* _Brontekst_:
ECLI:NL:RVS:2024:1953

Raad van State

Datum uitspraak
8 mei 2024
Publicatiedatum
8 mei 2024
Zaaknummer
202400785/1/A2
Instantie
Raad van State
Type
Uitspraak
Rechtsgebied
Bestuursrecht
Procedures
  • Eerste aanleg - enkelvoudig
Rechters
Vindplaatsen
  • Rechtspraak.nl
AI samenvatting door LexboostAutomatisch gegenereerd

Beoordeling van proeve van bekwaamheid doktersassistent en administratief beroep

In deze zaak gaat het om een beroep van [appellante], een derdejaarsstudent aan de mbo-opleiding Doktersassistent aan het ROC Nijmegen, tegen de beslissingen van de commissie van beroep voor de examens (CBE) van het ROC Nijmegen. [appellante] heeft op 17 april 2023 en 6 juni 2023 de proeve van bekwaamheid kerntaak 2 uitgevoerd, maar beide keren met een onvoldoende beoordeeld. De CBE heeft de bezwaren van [appellante] tegen deze beoordelingen ongegrond verklaard. De Afdeling bestuursrechtspraak van de Raad van State heeft de zaak behandeld op 21 maart 2024, waarbij [appellante] werd bijgestaan door haar advocaat mr. V.W.J.H. Kobossen, en de CBE werd vertegenwoordigd door mr. S.F. Nijhuis en mr. J. Baneke, bijgestaan door mr. J.S.C. Krijbolder en mr. S. Kruithof. De Afdeling oordeelt dat de CBE terecht heeft geoordeeld dat de extra tijd die aan [appellante] is toegekend voor de herkansing op 6 juni 2023 niet onterecht was en dat er geen onrechtmatigheden hebben plaatsgevonden tijdens de afname van de proeven. De CBE heeft voldoende onderbouwd waarom [appellante] onvoldoende heeft gepresteerd en heeft haar voldoende gelegenheid geboden om de proeve van bekwaamheid met een voldoende af te ronden. Het beroep van [appellante] wordt ongegrond verklaard.

* _Vastgelegde gegevens_:

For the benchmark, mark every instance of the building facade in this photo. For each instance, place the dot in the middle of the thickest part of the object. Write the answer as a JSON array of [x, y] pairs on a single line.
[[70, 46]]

* _Opgave_:
Beantwoord met behulp van de brontekst:
1. Welk zaaknummer heeft de uitspraak?
2. Op welke twee data voerde de student de proeve van bekwaamheid kerntaak 2 uit?
3. Door welke twee personen werd de CBE op de zitting vertegenwoordigd?
De gegevens staan los van de brontekst.

* _Uitkomst_:
1. 202400785/1/A2
2. Op 17 april 2023 en 6 juni 2023
3. Door mr. S.F. Nijhuis en mr. J. Baneke